» The problem
Print out the data exactly, keeping every image out of it.

» Supplied records
——————————
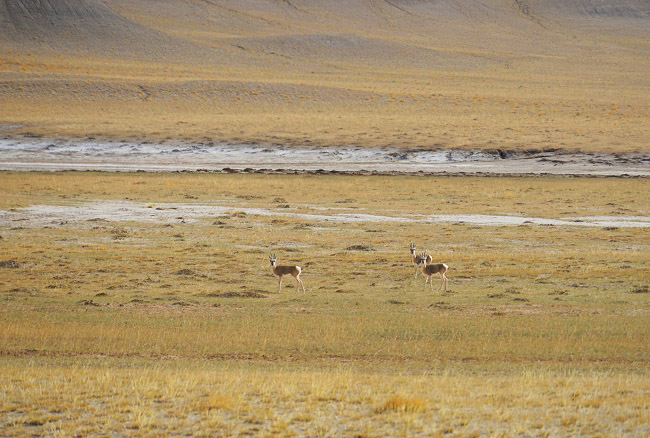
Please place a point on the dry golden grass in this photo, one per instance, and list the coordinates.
(131, 327)
(354, 74)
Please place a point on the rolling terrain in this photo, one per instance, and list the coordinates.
(434, 74)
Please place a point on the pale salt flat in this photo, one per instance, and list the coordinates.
(59, 155)
(86, 213)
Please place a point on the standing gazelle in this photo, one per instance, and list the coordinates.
(286, 270)
(415, 259)
(435, 268)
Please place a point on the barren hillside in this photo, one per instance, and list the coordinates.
(488, 74)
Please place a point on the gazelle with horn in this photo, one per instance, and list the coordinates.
(285, 270)
(433, 268)
(415, 259)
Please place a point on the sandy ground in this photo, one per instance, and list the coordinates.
(513, 75)
(57, 155)
(89, 213)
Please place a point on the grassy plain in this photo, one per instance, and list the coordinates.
(176, 325)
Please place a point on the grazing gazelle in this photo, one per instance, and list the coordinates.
(434, 268)
(416, 259)
(286, 270)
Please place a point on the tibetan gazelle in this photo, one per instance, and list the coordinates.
(415, 259)
(286, 270)
(434, 268)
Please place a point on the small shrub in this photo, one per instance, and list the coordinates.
(398, 403)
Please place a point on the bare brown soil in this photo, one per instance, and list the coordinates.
(491, 74)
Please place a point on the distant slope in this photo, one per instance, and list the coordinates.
(431, 73)
(81, 27)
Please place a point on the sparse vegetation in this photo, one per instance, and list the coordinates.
(150, 334)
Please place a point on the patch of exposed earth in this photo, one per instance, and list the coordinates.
(122, 156)
(88, 213)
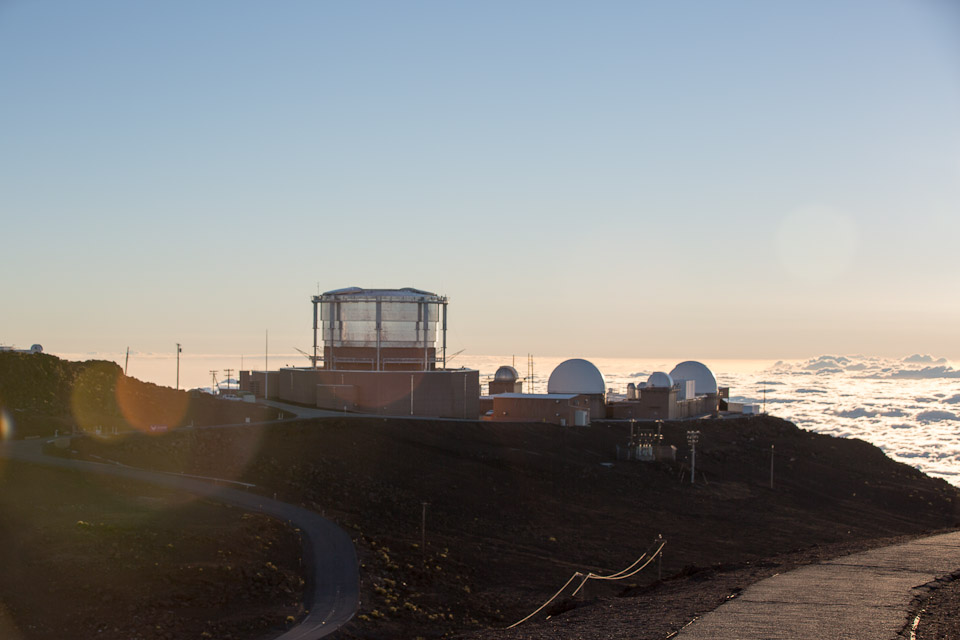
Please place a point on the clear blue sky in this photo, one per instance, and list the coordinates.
(703, 179)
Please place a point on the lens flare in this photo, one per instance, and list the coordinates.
(149, 408)
(91, 399)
——————————
» Solved problem
Please place a point on the dry golden grass in this photo, one per instance, and list the coordinates.
(131, 327)
(354, 74)
Please place a point on the rolling terrain in this photo, one per instance, and list the coordinates.
(434, 74)
Please place a point on the pale salt flat in this photo, one per instance, and list the coordinates.
(59, 155)
(86, 213)
Please place a point on the standing gazelle in this photo, one per instance, and list the coordinates.
(286, 270)
(415, 259)
(435, 268)
Please place a point on the barren hillside in this photo, one per instance, and list the coordinates.
(488, 74)
Please place a point on the gazelle with horn in this photo, one per instance, and list the coordinates.
(285, 270)
(433, 268)
(415, 259)
Please place a point on the sandy ground in this photo, one per instance, and list the coordinates.
(513, 75)
(57, 155)
(89, 213)
Please place a point on the grassy plain in this photo, one per instance, and list the coordinates.
(176, 325)
Please place a point on the grazing gazelle in this photo, one per instance, and list the coordinates.
(434, 268)
(416, 259)
(286, 270)
Please place a point on the tibetan gazelle in this photo, one per instance, and list the coordinates.
(415, 259)
(286, 270)
(434, 268)
Please place a point on the small shrub in this photo, one per instance, and list the coordinates.
(398, 403)
Please place a point on the bare brown soil in this photo, one per instance, and list the coordinates.
(491, 74)
Please place a point on the distant slope in this photo, one per instance, and list the coordinates.
(431, 73)
(81, 27)
Please place a point on the sparse vegetation in this photo, one per instance, and list the coordinates.
(150, 334)
Please place a point on the patch of exposed earth in this photo, one per instance, and list the coordinates.
(122, 156)
(88, 213)
Please place a point on the clear blue sky in this photo, one per instance, and list the coordinates.
(703, 179)
Please place a point on the lens flare in this photo, one per instance, and list the coordinates.
(149, 408)
(91, 399)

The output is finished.